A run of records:
···

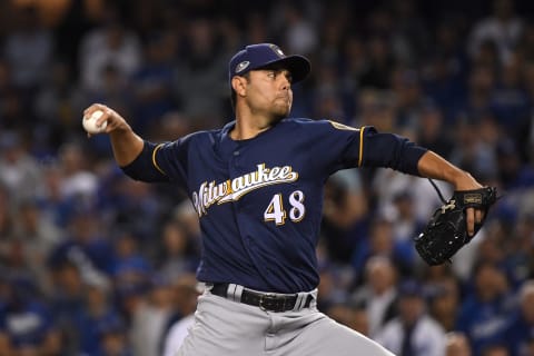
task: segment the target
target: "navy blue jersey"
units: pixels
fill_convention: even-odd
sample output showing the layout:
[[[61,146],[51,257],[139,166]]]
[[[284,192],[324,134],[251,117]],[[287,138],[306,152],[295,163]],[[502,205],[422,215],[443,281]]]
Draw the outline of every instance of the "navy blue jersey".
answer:
[[[285,119],[239,141],[229,136],[234,126],[146,142],[123,169],[140,180],[176,181],[187,191],[202,233],[199,280],[266,291],[318,285],[323,186],[333,172],[379,166],[417,174],[425,152],[372,127],[327,120]]]

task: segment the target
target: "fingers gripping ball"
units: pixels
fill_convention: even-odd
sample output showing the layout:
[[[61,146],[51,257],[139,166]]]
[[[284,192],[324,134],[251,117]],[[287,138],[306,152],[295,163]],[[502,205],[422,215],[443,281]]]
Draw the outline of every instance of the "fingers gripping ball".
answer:
[[[428,225],[415,240],[419,256],[431,266],[449,261],[472,237],[467,234],[467,208],[481,209],[484,218],[496,200],[496,188],[455,191],[453,197],[434,211]],[[484,220],[475,224],[475,234]]]
[[[100,126],[97,126],[97,120],[103,115],[102,110],[96,110],[90,116],[83,116],[81,121],[83,129],[88,134],[101,134],[106,131],[108,121],[103,121]]]

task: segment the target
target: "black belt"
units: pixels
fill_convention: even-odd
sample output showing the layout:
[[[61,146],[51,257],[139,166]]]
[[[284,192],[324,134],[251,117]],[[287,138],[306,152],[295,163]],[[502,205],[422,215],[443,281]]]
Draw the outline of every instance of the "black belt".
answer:
[[[228,296],[228,286],[229,284],[227,283],[216,283],[212,285],[210,291],[216,296],[233,299],[231,296]],[[297,298],[298,298],[298,295],[296,294],[289,294],[289,295],[268,294],[268,293],[259,293],[259,291],[244,288],[241,293],[241,297],[238,301],[259,307],[261,310],[281,313],[281,312],[288,312],[288,310],[295,309],[295,304],[297,303]],[[300,307],[300,309],[309,307],[314,297],[310,294],[308,294],[306,296],[306,301]]]

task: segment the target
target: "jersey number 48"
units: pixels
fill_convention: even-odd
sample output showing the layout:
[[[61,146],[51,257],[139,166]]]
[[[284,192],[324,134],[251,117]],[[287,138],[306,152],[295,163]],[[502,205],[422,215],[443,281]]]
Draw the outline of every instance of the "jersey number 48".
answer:
[[[298,222],[304,219],[306,208],[304,207],[304,192],[295,190],[289,194],[289,219],[293,222]],[[265,221],[275,221],[276,225],[284,225],[286,222],[287,211],[284,209],[284,199],[281,194],[275,194],[270,199],[267,209],[264,211]]]

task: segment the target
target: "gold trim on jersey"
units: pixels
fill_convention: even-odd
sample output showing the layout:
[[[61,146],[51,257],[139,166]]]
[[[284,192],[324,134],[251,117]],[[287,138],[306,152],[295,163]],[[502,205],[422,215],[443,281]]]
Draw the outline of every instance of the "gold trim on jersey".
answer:
[[[365,126],[362,127],[359,130],[359,158],[358,158],[358,167],[362,167],[362,160],[364,159],[364,131]]]
[[[161,146],[164,146],[164,144],[159,144],[158,146],[156,146],[156,148],[155,148],[154,151],[152,151],[152,165],[154,165],[154,167],[156,167],[156,169],[159,170],[162,175],[167,176],[167,174],[161,169],[161,167],[159,167],[158,162],[156,161],[156,154],[157,154],[158,150],[161,148]]]

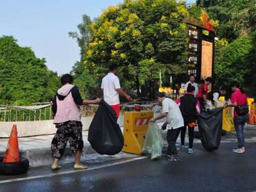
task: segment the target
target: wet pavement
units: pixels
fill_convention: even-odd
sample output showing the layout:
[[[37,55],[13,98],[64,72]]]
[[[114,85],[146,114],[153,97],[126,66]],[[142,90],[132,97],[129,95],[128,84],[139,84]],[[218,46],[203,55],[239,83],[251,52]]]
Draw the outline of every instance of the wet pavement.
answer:
[[[246,143],[242,154],[231,152],[236,146],[222,143],[209,153],[196,143],[194,154],[179,151],[180,162],[134,157],[90,164],[83,171],[73,171],[72,164],[57,172],[34,168],[21,181],[1,177],[0,191],[254,191],[256,143]]]
[[[237,146],[234,132],[223,137],[219,150],[212,153],[196,139],[195,153],[179,151],[180,162],[124,153],[95,155],[84,158],[89,166],[86,171],[74,171],[73,164],[65,164],[58,171],[44,166],[31,167],[25,175],[0,175],[0,192],[256,192],[256,126],[246,126],[245,135],[244,154],[231,153]]]

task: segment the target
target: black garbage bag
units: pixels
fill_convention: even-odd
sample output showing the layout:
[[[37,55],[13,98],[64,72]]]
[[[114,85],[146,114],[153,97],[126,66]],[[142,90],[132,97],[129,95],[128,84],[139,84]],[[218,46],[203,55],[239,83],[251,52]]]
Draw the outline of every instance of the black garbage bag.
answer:
[[[101,155],[113,155],[124,146],[124,137],[112,108],[102,101],[89,127],[88,141]]]
[[[202,112],[198,117],[197,122],[203,146],[210,151],[217,150],[221,139],[222,108]]]

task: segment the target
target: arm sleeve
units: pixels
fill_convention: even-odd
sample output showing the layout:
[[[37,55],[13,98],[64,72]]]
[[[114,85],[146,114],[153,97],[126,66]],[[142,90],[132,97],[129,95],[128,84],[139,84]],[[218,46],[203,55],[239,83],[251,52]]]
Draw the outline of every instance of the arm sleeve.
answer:
[[[103,89],[103,79],[102,81],[101,81],[101,89]]]
[[[177,100],[176,100],[176,103],[177,104],[177,105],[180,107],[180,98],[179,98]]]
[[[116,90],[121,88],[121,86],[120,86],[120,82],[119,82],[119,79],[117,77],[115,79],[115,81],[114,81],[114,85],[115,86],[115,89]]]
[[[219,99],[219,93],[214,93],[212,95],[213,96],[213,101],[217,101],[218,99]]]
[[[71,90],[71,93],[72,94],[74,101],[75,101],[76,104],[77,105],[82,105],[83,99],[82,99],[79,89],[76,86],[75,86],[73,88],[72,88]]]
[[[56,101],[56,97],[57,96],[55,95],[52,101],[53,104],[52,106],[52,112],[54,115],[57,113],[57,101]]]
[[[163,106],[163,108],[162,109],[162,113],[168,113],[169,112],[169,108],[168,107],[168,101],[166,99],[163,101],[162,103]]]
[[[187,89],[188,89],[188,83],[187,83],[186,84],[185,84],[185,86],[184,87],[184,90],[185,91],[187,91]]]
[[[237,100],[236,99],[236,95],[233,93],[231,95],[231,99],[230,101],[231,102],[234,103],[234,102],[237,102]]]
[[[197,113],[198,114],[200,114],[200,111],[201,109],[200,108],[200,103],[199,102],[199,101],[197,101],[197,102],[196,102],[196,111],[197,111]]]

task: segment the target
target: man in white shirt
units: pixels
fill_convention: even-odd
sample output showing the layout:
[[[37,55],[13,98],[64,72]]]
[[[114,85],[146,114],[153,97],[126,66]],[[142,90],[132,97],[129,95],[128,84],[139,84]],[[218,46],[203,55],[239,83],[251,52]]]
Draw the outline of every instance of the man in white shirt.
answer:
[[[123,95],[129,101],[132,99],[121,89],[118,77],[116,76],[117,66],[112,65],[110,66],[109,70],[110,72],[102,79],[101,89],[103,90],[104,100],[112,107],[118,117],[120,114],[119,94]]]
[[[197,94],[198,94],[198,87],[197,86],[197,84],[195,83],[196,81],[196,77],[194,75],[191,75],[190,77],[189,78],[189,81],[187,82],[187,83],[185,84],[185,93],[187,92],[187,89],[188,89],[188,86],[189,83],[191,83],[191,84],[195,87],[195,93],[194,93],[194,96],[195,97],[196,97],[197,95]]]
[[[155,122],[158,119],[166,117],[166,122],[162,126],[162,130],[168,129],[167,133],[167,141],[168,142],[168,161],[179,161],[180,158],[178,155],[176,148],[176,141],[180,130],[184,126],[184,120],[179,107],[172,100],[167,98],[163,93],[156,94],[157,101],[162,105],[162,113],[153,118],[151,121]]]

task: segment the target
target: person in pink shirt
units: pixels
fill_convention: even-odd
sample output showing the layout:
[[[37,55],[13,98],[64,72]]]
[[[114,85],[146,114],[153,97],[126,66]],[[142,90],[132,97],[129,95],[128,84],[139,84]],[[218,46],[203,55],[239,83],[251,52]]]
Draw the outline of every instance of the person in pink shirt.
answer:
[[[61,82],[62,86],[57,91],[52,106],[54,117],[53,123],[56,125],[57,131],[51,145],[52,154],[54,158],[52,170],[54,171],[61,168],[59,161],[63,156],[68,141],[75,155],[74,169],[85,169],[87,166],[80,162],[84,148],[80,106],[97,103],[101,100],[83,100],[78,88],[72,84],[73,77],[69,74],[63,75],[61,78]]]
[[[237,135],[238,146],[237,149],[233,149],[234,153],[243,153],[245,151],[244,148],[244,129],[245,123],[247,120],[246,113],[239,114],[238,112],[238,106],[247,106],[247,97],[244,91],[240,89],[239,85],[237,82],[234,82],[231,85],[233,93],[231,95],[231,104],[227,104],[224,108],[227,107],[234,107],[234,123]]]

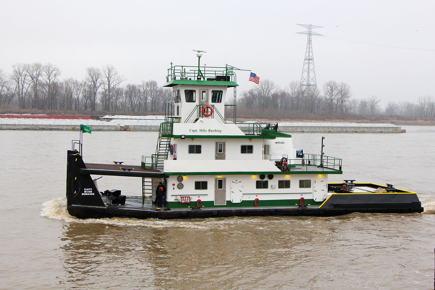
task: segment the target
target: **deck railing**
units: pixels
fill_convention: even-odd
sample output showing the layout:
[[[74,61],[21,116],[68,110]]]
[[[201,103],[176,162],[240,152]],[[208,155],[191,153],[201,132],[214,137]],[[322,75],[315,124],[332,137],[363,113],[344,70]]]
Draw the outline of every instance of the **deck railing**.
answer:
[[[246,135],[262,135],[271,130],[274,123],[236,123],[237,127]]]
[[[341,171],[341,159],[325,155],[322,157],[319,154],[306,153],[303,158],[287,159],[287,165],[277,165],[275,161],[281,161],[281,159],[270,160],[281,171]]]
[[[141,167],[144,169],[155,170],[157,167],[157,156],[155,154],[151,156],[142,156]]]
[[[201,79],[204,79],[205,80],[215,80],[217,78],[223,79],[224,80],[235,82],[235,73],[233,71],[233,67],[229,66],[227,67],[200,67],[201,73],[199,73],[198,71],[198,67],[174,66],[167,70],[167,81],[174,80],[196,80]]]

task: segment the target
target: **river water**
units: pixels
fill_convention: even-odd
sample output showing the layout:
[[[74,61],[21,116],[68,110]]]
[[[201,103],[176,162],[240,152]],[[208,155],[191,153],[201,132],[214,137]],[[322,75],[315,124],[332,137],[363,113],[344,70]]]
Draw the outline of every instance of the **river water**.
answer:
[[[1,289],[422,289],[434,283],[435,127],[405,133],[293,134],[343,159],[342,176],[418,193],[422,214],[78,220],[66,212],[77,132],[0,131]],[[157,134],[84,134],[85,162],[140,164]],[[140,178],[100,190],[140,195]]]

···

# WRITTEN EXERCISE
Find each line in the records above that contains the string "river", and copy those lines out in full.

# SOLUTION
target: **river water**
Draw the outline of every instance of the **river water**.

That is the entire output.